*任务 1*: 选段称民国的来源已经失传,那时民国才建立了多少年?

*选段*:
-=-=-
我想,我的神经也许有些瞀乱了。否则,那就可怕。

我觉得仿佛久没有所谓中华民国。

我觉得革命以前,我是做奴隶;革命以后不多久,就受了奴隶的骗,变成他们的奴隶了。

我觉得有许多民国国民而是民国的敌人。

我觉得有许多民国国民很像住在德法等国里的犹太人,他们的意中别有一个国度。

我觉得许多烈士的血都被人们踏灭了,然而又不是故意的。

我觉得什么都要从新做过。

退一万步说罢,我希望有人好好地做一部民国的建国史给少年看,因为我觉得民国的来源,实在已经失传了,虽然还只有十四年!

二月十二日。

先前,听到二十四史不过是“相斫书”,是“独夫的家谱”一类的话,便以为诚然。后来自己看起来,明白了: 何尝如此。

历史上都写着中国的灵魂,指示着将来的命运,只因为涂饰太厚,废话太多,所以很不容易察出底细来。正如通过密叶投射在莓苔上面的月光,只看见点点的碎影。但如看野史和杂记,可更容易了然了,因为他们究竟不必太摆史官的架子。

秦汉远了,和现在的情形相差已多,且不道。元人著作寥寥。至于唐宋明的杂史之类,则现在多有。试将记五代,南宋,明末的事情的,和现今的状况一比较,就当惊心动魄于何其相似之甚,仿佛时间的流驶,独与我们中国无关。现在的中华民国也还是五代,是宋末,是明季。

以明末例现在,则中国的情形还可以更腐败,更破烂,更凶酷,更残虐,现在还不算达到极点。但明末的腐败破烂也还未达到极点,因为李自成,张献忠闹起来了。而张李的凶酷残虐也还未达到极点,因为满洲兵进来了。

难道所谓国民性者,真是这样地难于改变的么?倘如此,将来的命运便大略可想了,也还是一句烂熟的话: 古已有之。

伶俐人实在伶俐,所以,决不攻难古人,摇动古例的。古人做过的事,无论什么,今人也都会做出来。而辩护古人,也就是辩护自己。况且我们是神州华胄,敢不 “绳其祖武” 么?

幸而谁也不敢十分决定说: 国民性是决不会改变的。在这“不可知”中,虽可有破例——即其情形为从来所未有——的灭亡的恐怖,也可以有破例的复生的希望,这或者可作改革者的一点慰藉罢。
-=-=-
[具名对象指点记录]
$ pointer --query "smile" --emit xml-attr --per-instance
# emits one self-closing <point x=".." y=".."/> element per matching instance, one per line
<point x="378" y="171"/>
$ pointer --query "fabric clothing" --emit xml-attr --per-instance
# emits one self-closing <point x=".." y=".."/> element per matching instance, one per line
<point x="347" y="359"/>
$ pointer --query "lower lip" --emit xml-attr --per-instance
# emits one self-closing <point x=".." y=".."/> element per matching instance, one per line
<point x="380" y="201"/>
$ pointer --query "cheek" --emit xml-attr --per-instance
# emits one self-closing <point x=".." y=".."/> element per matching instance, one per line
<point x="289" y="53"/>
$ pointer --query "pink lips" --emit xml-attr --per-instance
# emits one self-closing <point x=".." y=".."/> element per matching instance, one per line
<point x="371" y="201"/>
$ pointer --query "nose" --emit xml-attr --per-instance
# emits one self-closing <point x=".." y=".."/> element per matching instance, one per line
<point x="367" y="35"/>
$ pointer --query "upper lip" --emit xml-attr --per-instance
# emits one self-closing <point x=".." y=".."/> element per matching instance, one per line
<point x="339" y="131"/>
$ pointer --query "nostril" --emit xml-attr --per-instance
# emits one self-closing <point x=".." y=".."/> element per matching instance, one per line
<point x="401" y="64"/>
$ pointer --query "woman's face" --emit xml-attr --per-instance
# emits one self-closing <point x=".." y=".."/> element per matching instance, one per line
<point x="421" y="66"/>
-=-=-
*任务 2*: 报告上面条目中有多少行含有字符串“query”,只给出数字,区分大小写。

*完整答案 1*: 十四年。

*完整答案 2*: 9